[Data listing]
• • • • •

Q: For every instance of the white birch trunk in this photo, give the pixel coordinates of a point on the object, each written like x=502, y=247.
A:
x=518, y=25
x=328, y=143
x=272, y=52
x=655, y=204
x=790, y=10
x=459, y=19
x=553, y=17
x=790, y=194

• • • • •

* _Task prompt_:
Write out every line of the records above without changing anything.

* _Final result_:
Q: For every instance of the white birch trunk in this photo, give the pixel coordinates of a point on the object, each written like x=502, y=247.
A:
x=518, y=25
x=328, y=143
x=272, y=52
x=655, y=204
x=790, y=10
x=459, y=19
x=553, y=17
x=790, y=194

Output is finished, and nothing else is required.